> EXERCISE AIM
In the forum post below on approximating sin(πt) with a second-degree polynomial, what value is given for the integral of (6t^2 − 6t + 1)^2 from 0 to 1?

> TEXT PASSAGE

[Start of Attachment]

Construct the second degree polynomial $q_2(t)$ that approximates $g(t) = \sin(\pi t)$ on the interval [0,1] by minimizing $$\int_0^1 [g(t) - q_2(t)]^2dt$$ A useful integral: $\int_0^1 (6t^2-6t+1)^2dt=\frac{1}{5}$
My attempt:
We Know $q_2(t)$ will come in the form of $q_2(t) = zt^2 + yt + x$.
First we can expand $[g(t) - q_2(t)]^2dt$ and get the integral $$\int_0^1 g^2(t)-2q_2(t)g(t)+q_2^2(t)dt$$ $$\rightarrow \int_0^1 \sin^2(\pi t)-2\sin(\pi t)(zt^2+yt+x)+(zt^2+yt+x)^2dt$$ $$\rightarrow \frac{1}{2}-\frac{4x}{\pi}-\frac{2y}{\pi}-\frac{2z(\pi^2-4)}{\pi^3}+\int_0^1 (zt^2+yt+x)^2dt$$
I am having difficulty utilizing the hint to handle $\int_0^1 (zt^2+yt+x)^2dt$. Is the hint implying that the the second degree polynomial $q_2(t)$ is equal to $6t^2-6t+1$? My big picture goal of this problem was to find $x,y,z$ such that the integral is minimized by expanding and solving the integral and then solving for $x,y,z$. What am I missing, or what am I doing wrong? Thank you!

[End of Attachment]

Referring expression pointing data
[Start of Attachment]

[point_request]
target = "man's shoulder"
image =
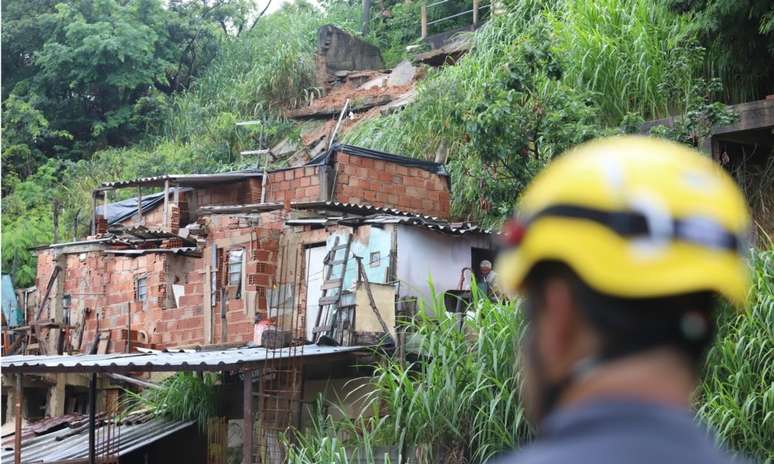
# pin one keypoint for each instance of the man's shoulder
(618, 432)
(600, 452)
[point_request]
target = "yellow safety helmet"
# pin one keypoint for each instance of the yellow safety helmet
(634, 217)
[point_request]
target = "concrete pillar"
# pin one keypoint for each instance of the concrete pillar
(10, 405)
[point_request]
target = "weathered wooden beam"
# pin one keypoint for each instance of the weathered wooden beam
(247, 429)
(139, 204)
(423, 21)
(17, 434)
(165, 220)
(92, 419)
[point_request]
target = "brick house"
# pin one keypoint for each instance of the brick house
(328, 253)
(207, 258)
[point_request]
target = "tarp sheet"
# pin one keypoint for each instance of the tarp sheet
(124, 209)
(13, 315)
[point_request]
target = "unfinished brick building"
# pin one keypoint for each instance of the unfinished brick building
(201, 262)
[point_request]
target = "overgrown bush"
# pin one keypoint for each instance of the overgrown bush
(184, 396)
(737, 396)
(459, 401)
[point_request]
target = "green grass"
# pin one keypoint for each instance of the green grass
(459, 402)
(635, 55)
(183, 396)
(737, 396)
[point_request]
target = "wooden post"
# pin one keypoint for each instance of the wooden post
(139, 204)
(247, 429)
(423, 21)
(223, 319)
(366, 15)
(93, 213)
(55, 206)
(165, 221)
(92, 418)
(17, 434)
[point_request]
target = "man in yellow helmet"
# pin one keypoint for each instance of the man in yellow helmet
(620, 249)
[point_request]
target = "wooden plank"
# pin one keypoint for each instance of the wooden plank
(330, 284)
(104, 341)
(328, 300)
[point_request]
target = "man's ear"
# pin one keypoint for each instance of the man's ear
(559, 325)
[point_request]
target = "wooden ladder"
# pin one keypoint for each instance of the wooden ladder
(329, 300)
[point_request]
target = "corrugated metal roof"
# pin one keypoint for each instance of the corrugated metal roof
(358, 208)
(456, 228)
(190, 180)
(163, 361)
(67, 443)
(382, 215)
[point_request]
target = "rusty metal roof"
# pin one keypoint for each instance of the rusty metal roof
(455, 228)
(187, 180)
(165, 361)
(73, 443)
(369, 214)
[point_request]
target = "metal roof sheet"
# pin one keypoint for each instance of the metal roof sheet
(456, 228)
(382, 215)
(190, 180)
(358, 208)
(164, 361)
(67, 443)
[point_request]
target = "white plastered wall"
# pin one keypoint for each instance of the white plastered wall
(424, 254)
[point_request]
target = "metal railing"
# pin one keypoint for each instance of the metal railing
(424, 23)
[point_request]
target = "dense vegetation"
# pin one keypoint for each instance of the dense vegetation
(95, 90)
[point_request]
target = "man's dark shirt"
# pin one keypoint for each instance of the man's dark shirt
(607, 432)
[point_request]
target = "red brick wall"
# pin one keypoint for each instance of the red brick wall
(385, 184)
(296, 184)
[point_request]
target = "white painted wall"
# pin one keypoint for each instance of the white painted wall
(424, 254)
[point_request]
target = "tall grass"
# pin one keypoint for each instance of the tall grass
(636, 55)
(183, 396)
(458, 402)
(737, 396)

[End of Attachment]

> OUTPUT BELOW
1/5